** Begin **
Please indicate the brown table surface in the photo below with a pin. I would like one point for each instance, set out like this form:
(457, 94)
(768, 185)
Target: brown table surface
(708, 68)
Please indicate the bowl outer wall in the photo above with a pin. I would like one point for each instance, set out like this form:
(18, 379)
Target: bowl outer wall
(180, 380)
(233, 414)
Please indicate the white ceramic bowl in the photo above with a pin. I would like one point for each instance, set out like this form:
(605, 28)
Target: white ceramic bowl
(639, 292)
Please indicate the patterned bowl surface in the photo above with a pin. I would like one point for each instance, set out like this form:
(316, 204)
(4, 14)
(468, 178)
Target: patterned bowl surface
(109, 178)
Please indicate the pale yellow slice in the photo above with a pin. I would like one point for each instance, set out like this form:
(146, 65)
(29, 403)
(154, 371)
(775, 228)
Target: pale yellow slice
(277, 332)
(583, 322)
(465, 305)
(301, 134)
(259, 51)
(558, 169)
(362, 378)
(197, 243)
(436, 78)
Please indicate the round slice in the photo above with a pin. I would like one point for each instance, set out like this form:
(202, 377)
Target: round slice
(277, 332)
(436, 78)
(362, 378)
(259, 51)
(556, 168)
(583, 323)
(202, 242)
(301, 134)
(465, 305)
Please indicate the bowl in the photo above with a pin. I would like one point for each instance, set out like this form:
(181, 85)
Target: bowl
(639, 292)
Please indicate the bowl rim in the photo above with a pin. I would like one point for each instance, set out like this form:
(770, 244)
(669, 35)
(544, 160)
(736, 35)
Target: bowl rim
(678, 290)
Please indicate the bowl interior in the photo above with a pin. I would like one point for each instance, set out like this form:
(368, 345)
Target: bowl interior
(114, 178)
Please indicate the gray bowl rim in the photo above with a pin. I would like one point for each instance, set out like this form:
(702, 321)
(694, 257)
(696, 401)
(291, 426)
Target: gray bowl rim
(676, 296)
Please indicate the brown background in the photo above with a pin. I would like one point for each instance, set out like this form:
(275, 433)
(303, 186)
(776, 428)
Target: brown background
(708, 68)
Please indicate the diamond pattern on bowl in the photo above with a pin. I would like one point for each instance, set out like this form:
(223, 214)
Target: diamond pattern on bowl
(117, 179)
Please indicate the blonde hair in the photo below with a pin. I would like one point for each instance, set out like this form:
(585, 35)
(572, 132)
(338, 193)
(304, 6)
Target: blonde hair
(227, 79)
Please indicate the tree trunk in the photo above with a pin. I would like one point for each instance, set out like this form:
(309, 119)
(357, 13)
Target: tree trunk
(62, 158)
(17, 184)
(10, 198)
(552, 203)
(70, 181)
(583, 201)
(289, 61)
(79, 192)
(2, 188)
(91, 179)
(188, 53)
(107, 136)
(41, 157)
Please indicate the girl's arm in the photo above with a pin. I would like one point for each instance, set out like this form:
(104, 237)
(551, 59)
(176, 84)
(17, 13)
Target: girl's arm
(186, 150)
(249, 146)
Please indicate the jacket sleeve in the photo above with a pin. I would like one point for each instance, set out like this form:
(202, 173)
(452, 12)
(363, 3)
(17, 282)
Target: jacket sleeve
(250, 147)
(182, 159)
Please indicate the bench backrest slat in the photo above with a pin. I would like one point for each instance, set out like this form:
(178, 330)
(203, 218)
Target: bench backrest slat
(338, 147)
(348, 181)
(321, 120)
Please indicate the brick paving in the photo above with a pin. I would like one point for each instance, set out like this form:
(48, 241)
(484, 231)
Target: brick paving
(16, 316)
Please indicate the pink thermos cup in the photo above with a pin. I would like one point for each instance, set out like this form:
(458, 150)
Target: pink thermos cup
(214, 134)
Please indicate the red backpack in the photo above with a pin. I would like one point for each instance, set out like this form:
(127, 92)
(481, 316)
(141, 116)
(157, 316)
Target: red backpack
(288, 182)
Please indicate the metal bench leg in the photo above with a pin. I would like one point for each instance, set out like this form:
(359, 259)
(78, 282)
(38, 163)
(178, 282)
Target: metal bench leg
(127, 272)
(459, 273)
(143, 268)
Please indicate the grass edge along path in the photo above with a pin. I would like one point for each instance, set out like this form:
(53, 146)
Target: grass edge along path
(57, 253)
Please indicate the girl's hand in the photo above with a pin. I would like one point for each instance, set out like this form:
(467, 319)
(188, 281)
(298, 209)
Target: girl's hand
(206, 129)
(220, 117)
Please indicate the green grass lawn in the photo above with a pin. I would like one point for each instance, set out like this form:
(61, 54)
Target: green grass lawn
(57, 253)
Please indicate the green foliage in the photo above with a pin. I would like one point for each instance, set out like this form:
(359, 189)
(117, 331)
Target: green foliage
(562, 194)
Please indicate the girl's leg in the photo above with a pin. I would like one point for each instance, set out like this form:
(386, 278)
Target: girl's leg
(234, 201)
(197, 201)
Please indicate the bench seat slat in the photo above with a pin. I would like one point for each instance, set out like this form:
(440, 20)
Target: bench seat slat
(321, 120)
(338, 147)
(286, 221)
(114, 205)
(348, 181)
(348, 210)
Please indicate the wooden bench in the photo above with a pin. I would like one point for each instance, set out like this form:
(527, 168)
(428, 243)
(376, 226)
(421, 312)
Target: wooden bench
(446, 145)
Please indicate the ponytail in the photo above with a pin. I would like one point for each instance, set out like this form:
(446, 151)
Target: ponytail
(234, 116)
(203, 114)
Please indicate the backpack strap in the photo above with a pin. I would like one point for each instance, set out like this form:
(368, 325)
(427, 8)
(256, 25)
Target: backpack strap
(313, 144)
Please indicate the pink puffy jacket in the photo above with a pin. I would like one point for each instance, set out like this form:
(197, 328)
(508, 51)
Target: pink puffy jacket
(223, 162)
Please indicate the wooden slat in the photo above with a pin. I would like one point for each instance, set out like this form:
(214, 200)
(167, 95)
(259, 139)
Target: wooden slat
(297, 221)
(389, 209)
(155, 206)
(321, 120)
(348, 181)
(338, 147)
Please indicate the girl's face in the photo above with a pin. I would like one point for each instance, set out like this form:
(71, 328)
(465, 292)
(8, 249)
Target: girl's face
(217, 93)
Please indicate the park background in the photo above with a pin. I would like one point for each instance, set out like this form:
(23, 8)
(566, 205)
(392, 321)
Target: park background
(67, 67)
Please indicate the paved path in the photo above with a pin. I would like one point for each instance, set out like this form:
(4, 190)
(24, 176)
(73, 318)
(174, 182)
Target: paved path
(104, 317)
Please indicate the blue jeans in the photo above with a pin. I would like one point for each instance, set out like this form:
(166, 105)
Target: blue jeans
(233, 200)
** End **
** Begin **
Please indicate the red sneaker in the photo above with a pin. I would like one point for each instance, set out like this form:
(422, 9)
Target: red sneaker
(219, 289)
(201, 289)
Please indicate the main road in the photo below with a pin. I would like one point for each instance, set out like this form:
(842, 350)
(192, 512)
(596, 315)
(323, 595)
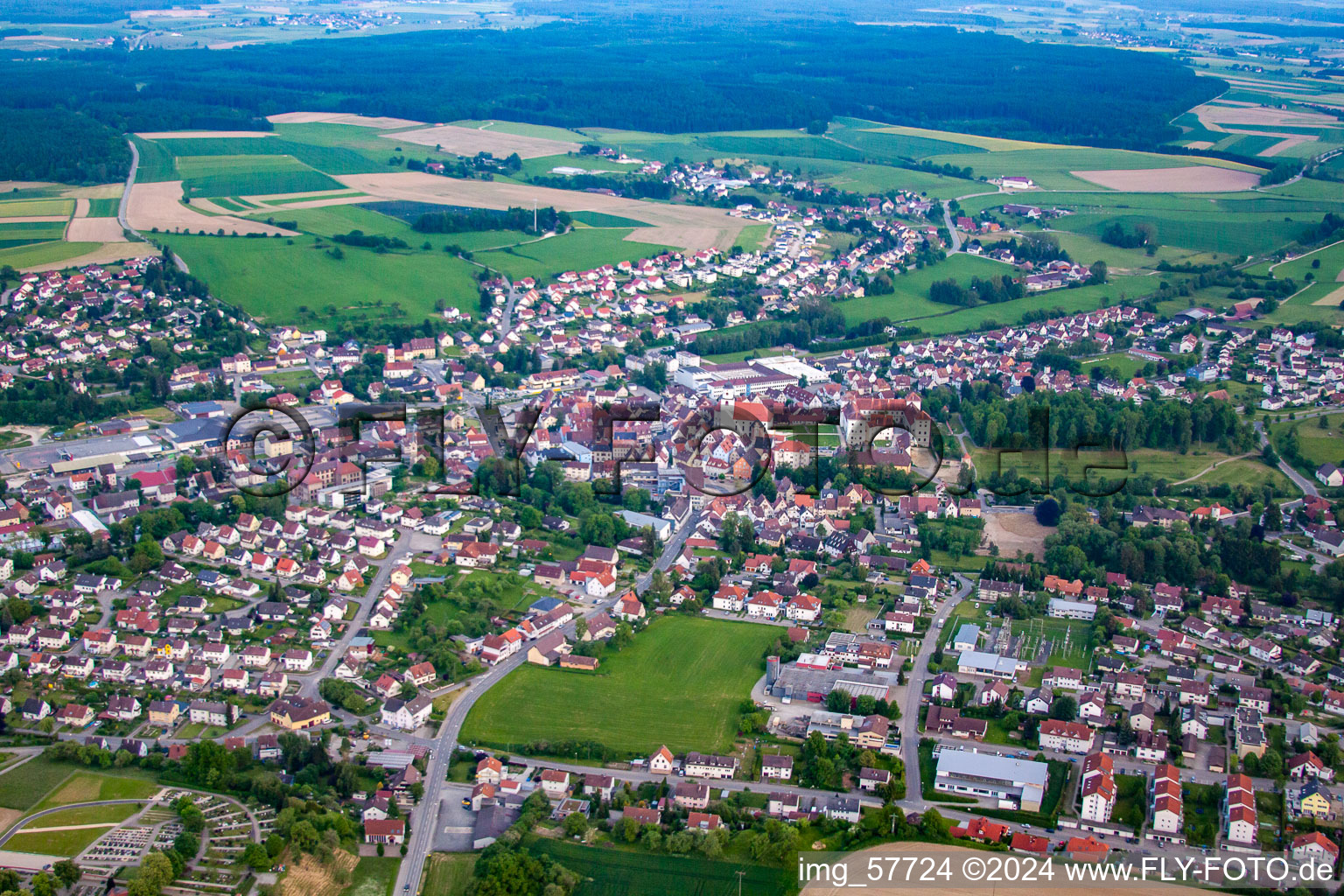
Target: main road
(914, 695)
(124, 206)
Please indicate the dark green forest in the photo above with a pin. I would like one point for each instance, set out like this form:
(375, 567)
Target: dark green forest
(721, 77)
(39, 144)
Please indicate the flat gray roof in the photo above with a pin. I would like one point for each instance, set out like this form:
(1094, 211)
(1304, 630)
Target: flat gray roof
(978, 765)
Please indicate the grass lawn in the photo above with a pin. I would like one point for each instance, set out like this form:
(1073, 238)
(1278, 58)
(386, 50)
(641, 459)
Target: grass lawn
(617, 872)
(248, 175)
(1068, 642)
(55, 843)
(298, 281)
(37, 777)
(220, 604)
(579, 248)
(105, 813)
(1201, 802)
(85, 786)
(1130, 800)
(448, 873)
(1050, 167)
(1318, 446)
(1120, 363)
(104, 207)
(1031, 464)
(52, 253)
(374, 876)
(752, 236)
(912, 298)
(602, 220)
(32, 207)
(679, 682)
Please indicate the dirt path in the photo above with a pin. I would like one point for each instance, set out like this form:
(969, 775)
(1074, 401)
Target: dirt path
** End **
WORK REQUIRED
Could you revise the entries in the part that opens with the line containing "Please indicate the main" and closes with the line containing "Target: dirt path", putting "Label" wherever "Target" appears and leaving everything else unchanged? Omit the pictures from your answer.

FINISHED EXERCISE
Please indicate the main road in the photo below with a pin. I would like one point for each instance, set out like this form:
(842, 350)
(192, 512)
(596, 315)
(323, 595)
Label: main road
(914, 695)
(124, 206)
Please indicate the dark green forest in the photo above with a pin. I would like one point for each instance, set out like this form:
(375, 567)
Label: dark green forest
(721, 77)
(39, 144)
Please indicate the flat gray roof in the photo above with a pin. I would like one point for each instance, set out like this form:
(1094, 211)
(1304, 630)
Label: flat gray roof
(978, 765)
Please indicate the grass lawn in the photo above with a pin. I would like one point for each instance, set out like this form:
(1073, 238)
(1278, 58)
(386, 50)
(641, 459)
Label: grass lawn
(617, 872)
(248, 175)
(1068, 642)
(55, 843)
(298, 281)
(37, 777)
(220, 604)
(579, 248)
(105, 813)
(1201, 802)
(85, 786)
(1130, 800)
(448, 873)
(1050, 167)
(1318, 446)
(1120, 363)
(104, 207)
(1031, 464)
(52, 253)
(374, 876)
(752, 236)
(912, 298)
(602, 220)
(32, 207)
(679, 682)
Please indicate the dirt path in the photo above with a pin. I would like one point for each instance, set out like this form:
(969, 775)
(1074, 401)
Label: dirt path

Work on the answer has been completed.